Written exercise = Please reproduce the listing below in full, substituting "this image" for every occurrence of "this photo" and leaving everything else unchanged.

--- Start ---

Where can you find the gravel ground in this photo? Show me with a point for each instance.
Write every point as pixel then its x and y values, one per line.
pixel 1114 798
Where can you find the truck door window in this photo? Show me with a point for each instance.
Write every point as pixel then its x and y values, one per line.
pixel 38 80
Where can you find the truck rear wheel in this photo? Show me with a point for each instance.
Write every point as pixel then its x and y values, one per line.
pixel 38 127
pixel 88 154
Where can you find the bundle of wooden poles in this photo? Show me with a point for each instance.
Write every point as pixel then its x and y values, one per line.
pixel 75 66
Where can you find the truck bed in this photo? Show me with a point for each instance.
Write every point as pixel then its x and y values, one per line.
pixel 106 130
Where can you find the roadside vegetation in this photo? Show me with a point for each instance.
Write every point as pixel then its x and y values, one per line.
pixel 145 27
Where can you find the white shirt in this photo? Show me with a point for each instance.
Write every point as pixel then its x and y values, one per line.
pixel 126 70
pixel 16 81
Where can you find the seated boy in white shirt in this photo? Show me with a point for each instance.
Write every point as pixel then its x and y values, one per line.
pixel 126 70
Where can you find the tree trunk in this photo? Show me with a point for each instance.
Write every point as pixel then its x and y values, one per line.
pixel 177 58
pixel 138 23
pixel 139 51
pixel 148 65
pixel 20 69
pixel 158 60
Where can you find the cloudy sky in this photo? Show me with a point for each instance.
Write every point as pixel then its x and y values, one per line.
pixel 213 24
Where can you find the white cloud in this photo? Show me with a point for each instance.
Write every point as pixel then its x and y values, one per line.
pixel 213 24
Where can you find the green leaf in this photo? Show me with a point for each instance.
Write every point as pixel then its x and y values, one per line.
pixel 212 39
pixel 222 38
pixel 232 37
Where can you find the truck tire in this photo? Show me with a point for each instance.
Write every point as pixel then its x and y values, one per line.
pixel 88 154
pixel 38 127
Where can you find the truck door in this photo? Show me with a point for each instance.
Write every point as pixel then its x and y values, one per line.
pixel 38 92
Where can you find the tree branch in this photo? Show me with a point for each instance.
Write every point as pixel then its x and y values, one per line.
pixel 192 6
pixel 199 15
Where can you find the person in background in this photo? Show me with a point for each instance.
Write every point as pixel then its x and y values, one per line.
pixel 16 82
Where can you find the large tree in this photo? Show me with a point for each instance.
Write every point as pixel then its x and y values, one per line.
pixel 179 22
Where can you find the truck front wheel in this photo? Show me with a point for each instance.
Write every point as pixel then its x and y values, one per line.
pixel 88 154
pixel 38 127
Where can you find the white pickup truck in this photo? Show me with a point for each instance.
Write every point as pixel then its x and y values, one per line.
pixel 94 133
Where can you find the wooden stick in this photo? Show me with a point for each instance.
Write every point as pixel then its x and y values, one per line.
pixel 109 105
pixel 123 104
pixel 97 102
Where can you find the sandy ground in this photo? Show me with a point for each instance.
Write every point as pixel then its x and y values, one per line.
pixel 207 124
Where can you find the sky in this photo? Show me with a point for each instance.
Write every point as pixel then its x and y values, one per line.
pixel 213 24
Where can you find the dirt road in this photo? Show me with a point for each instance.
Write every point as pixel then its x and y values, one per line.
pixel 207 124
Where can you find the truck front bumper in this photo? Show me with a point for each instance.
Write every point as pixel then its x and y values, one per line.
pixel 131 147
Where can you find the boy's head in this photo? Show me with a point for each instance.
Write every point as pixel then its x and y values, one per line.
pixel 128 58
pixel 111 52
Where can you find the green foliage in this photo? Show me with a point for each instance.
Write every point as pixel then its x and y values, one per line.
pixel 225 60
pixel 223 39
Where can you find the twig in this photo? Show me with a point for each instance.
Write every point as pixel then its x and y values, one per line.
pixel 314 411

--- End ---

Correct answer =
Where can you find the gravel ground in this image? Show me with a point for each instance.
Write every point as pixel then its x and y values, one per line.
pixel 1114 798
Where can you find the truck door window in this image? Show me with a point for each instance.
Write every point as pixel then its x and y values, one per line.
pixel 38 80
Where can you find the truck rear wheel in this image? Show me with a point for each instance.
Write every point as pixel then its x and y values, one per line.
pixel 38 127
pixel 88 154
Where can you find the bundle of wooden poles in this image? Show me with a point for each instance.
Write every point as pixel then its x and y values, one per line.
pixel 75 66
Where can you find the truck bed in this image? Show me with a point for each instance.
Write every point as pixel then its x and y values, one per line.
pixel 106 130
Where can you find the roadside vegetation in this image? Show me with a point for each instance.
Write every point as pixel then its x and y values, one per line.
pixel 145 27
Where can you find the white shirt in this image? Show me with a point for each instance.
Write every point as pixel then its x and y values, one per line.
pixel 126 70
pixel 16 81
Where can you find the seated boy in white shirt in this image? Show me with a point for each instance.
Write every point as pixel then its x and y values, one per line.
pixel 126 70
Where can you find the tree trunk in this image? Show me with a point for each instance.
Write every point as pixel then its x and y values, one per line.
pixel 177 58
pixel 138 23
pixel 139 51
pixel 148 65
pixel 20 69
pixel 158 60
Where can you find the cloudy sky in this image? Show me with a point for each instance.
Write every point as pixel then its x and y values, one per line.
pixel 213 24
Where can you find the white cloud in this image? Show me with a point for each instance.
Write every point as pixel then its x and y values, one per line.
pixel 213 24
Where can you find the green leaf in this image? Show me with a point for each instance.
Write every point as pixel then its x and y values, one per line.
pixel 212 39
pixel 222 38
pixel 232 37
Where can you find the truck tire in this image? Show me with a point for each instance.
Write every point as pixel then its x and y values, one per line.
pixel 88 154
pixel 38 127
Where can you find the truck door in this image? Show me with a point for each instance.
Write every point as pixel then its x and y values, one per line.
pixel 38 92
Where can you find the tree branch in this image? Show me with a point for each instance.
Write every point as pixel then its x and y values, one per line.
pixel 192 6
pixel 199 15
Where can you find the person in background in this image? Show me with a point for each instance.
Write every point as pixel then its x and y values, one per line.
pixel 16 82
Where can you find the large tree in this image? Show me with a point for each instance.
Write every point as pixel then its x and y values, one per line.
pixel 179 22
Where can you find the truck front wheel in this image? Show me with a point for each instance.
Write every point as pixel then its x and y values, one per line.
pixel 88 154
pixel 38 127
Where can you find the white pickup truck in this image? Show me with a point for each instance.
Write every point as pixel then its x and y values, one per line.
pixel 94 133
Where can you find the wooden stick in this image? Show me with a point for each instance.
Write every point as pixel then its x and y values, one per line.
pixel 109 105
pixel 123 104
pixel 97 102
Where can you find the sandy ground in this image? Show me with a point for each instance.
Write every point as pixel then its x and y values, one per line.
pixel 207 124
Where can you find the sky in this image? Show me with a point for each instance.
Write every point as pixel then its x and y values, one per line.
pixel 213 24
Where can you find the dirt road in this image? Show me with a point for each instance.
Write every point as pixel then its x and y values, one per line.
pixel 207 124
Where can you find the truck front bumper in this image? Show me with a point for each instance.
Write every point as pixel then its x and y values, one per line.
pixel 131 147
Where can you find the boy's head in this image? Show me with a point for each instance.
Write every point as pixel then its x and y values, one per line.
pixel 128 58
pixel 111 52
Where can you find the green foliage in this image? Show me with a point for each instance.
Write every point as pixel then its x and y values, one per line.
pixel 225 60
pixel 223 39
Where can you find the twig in this image? Show me with a point for each instance.
Write every point as pixel then its x and y values, one per line.
pixel 314 411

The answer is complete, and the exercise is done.